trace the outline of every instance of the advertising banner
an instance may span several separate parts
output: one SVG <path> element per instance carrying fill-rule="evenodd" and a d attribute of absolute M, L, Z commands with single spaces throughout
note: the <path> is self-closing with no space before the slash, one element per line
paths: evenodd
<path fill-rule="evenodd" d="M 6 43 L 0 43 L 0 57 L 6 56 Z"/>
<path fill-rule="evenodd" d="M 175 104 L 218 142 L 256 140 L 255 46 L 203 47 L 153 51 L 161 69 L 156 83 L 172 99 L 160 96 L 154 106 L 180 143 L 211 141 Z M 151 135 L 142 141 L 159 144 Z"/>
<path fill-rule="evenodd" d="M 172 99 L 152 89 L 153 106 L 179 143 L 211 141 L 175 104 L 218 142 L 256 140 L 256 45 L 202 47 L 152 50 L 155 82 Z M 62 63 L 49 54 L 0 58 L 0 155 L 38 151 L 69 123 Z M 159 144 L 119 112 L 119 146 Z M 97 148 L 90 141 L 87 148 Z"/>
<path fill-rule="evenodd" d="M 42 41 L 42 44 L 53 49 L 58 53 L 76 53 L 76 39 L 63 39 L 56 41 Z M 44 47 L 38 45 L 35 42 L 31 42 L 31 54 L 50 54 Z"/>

▶ [TASK GOAL] Convert the items above into a two-column CSV with the header row instruction,response, one row per item that holds its text and its answer. Put each field in double quotes and replace every line break with a space.

▶ [SOLVED PROBLEM]
instruction,response
"trace the outline of every instance of the advertising banner an instance may span several separate parts output: one SVG <path> element per instance carrying fill-rule=""evenodd"" and a d attribute of absolute M, L, Z commands with single spaces throughout note: the <path> is self-closing with no space before the slash, one element per line paths: evenodd","<path fill-rule=""evenodd"" d=""M 6 43 L 0 43 L 0 57 L 6 56 Z""/> <path fill-rule=""evenodd"" d=""M 175 104 L 218 142 L 256 140 L 255 46 L 203 47 L 153 51 L 161 69 L 156 83 L 172 99 L 160 96 L 154 106 L 180 143 L 211 141 Z M 151 135 L 142 141 L 159 144 Z""/> <path fill-rule=""evenodd"" d=""M 172 99 L 152 89 L 153 106 L 179 143 L 211 141 L 175 104 L 218 142 L 256 140 L 256 45 L 202 47 L 152 50 L 155 82 Z M 62 63 L 49 54 L 0 58 L 0 155 L 38 151 L 69 123 Z M 159 144 L 119 112 L 119 146 Z M 97 148 L 90 141 L 87 148 Z""/> <path fill-rule=""evenodd"" d=""M 42 41 L 42 44 L 53 49 L 58 53 L 76 53 L 76 39 L 63 39 L 56 41 Z M 44 47 L 38 45 L 35 42 L 31 42 L 31 54 L 50 54 Z""/>"